### ЧТО НУЖНО СДЕЛАТЬ
1. Определите по отрывку о романе про Клима Самгина, верны ли утверждения: (а) четвертый том романа вышел в 1947 году; (б) роль Самгина в фильме исполняет В. Титов; (в) герой в итоге примкнул к большевизму. Ответьте на каждое «да» или «нет» и приведите решающие слова отрывка дословно.
2. Представьте строки записей в виде таблицы Markdown со столбцами «№» и «Строка». Начните со строки записей, содержащей «The component shall identify every instance of the white», и закончите последней строкой записей, включив обе границы и пропустив пустые строки.

### ПРИВЕДЁННЫЙ ОТРЫВОК
===============

Да, в конце романа Клим Самгин умирает, оказываясь под колесами революционного прогресса. Апокрифы сообщают разные версии смерти героя, например, в духе сюжетов 20-х и в духе сюжетов уже 30-х годов. О сущности таких версий финала романа, оставшегося неоконченным (как известно, четвертый том романа был издан уже после смерти писателя – в 1947 году), свидетельствует такое признание Луначарского. «Я слышал, – пишет он, – что Горький хотел символически заставить Самгина исчезнуть в лучах прожекторов, сиявших на броневике, на котором Ильич выехал в будущий Ленинград. Я слышал также о предположениях о пятом томе хроники, в котором был бы показан Самгин, фальшиво принявший советскую власть, Самгин – вредитель» (Луначарский 1933: 52). Предполагаемый первый вариант смерти героя напоминает пафос ранних фильмов С. Эйзенштейна. Что касается Самгина как вредителя в исторической перспективе, то это уже из атмосферы фильмов 30-х годов. Поскольку проект Горького предполагал еще один том, то это, естественно, усиливает загадочность романа. То обстоятельство, что герой так и не примкнул ни к одной из партий, даже к большевизму, могло со временем восприниматься со знаком плюс.
Значит, то, к чему хотел подвести героя Горький, показателем исторического прогресса все же не было. С этой точки зрения Самгин предстает уже не растерянным и чужим, неспособным понять ситуацию, а наоборот, у него хватило мужества противостоять влекущему массу к очередной исторической катастрофе гипнозу. Но ведь именно это и пытается в фильме В. Титова передать исполнитель роли Самгина А. Руденский. Титов делал Клима Самгина наблюдателем не совершающегося величайшего исторического акта, выводящего Россию из тупика, а совсем наоборот – движения к одной из самых ужасных катастроф ХХ века, которая настигает не только героя, но в конечном счете и самого писателя. В данном случае сохранение героем дистанции по отношению к происходящему воспринимается как сильная сторона не только героя, но и интеллигенции в целом, не утратившей способность критически оценивать ситуацию и не поддаваться гипнозу толпы. Речь идет, конечно, о либеральной, а не о революционной интеллигенции, о той, которая уже ощутила революцию как катастрофу и трагедию и в знаменитом сборнике «Вехи» пыталась объяснить это другим.

===============

### ДАННЫЕ ДЛЯ УПРАЖНЕНИЯ

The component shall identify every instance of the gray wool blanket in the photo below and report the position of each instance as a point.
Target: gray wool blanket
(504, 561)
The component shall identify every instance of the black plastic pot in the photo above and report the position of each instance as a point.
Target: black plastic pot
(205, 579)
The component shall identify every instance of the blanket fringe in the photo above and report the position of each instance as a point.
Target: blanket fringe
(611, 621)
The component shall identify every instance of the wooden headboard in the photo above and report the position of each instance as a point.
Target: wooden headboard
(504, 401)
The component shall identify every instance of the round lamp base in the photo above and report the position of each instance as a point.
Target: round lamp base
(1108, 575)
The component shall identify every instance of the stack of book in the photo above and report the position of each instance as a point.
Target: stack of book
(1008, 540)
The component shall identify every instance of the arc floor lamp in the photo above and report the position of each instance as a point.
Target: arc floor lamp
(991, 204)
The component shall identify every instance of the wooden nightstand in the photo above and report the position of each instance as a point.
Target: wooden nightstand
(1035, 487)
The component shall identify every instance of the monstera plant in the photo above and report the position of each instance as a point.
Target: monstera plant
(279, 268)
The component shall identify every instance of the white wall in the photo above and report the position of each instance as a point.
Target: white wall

===============

### ВЫПОЛНЕННОЕ УПРАЖНЕНИЕ
1.
(а) Да: «четвертый том романа был издан уже после смерти писателя – в 1947 году».
(б) Нет: «в фильме В. Титова передать исполнитель роли Самгина А. Руденский».
(в) Нет: «герой так и не примкнул ни к одной из партий, даже к большевизму».

2.
| № | Строка |
|---|---|
| 1 | The component shall identify every instance of the white wall in the photo above and report the position of each instance as a point. |
| 2 | Target: white wall |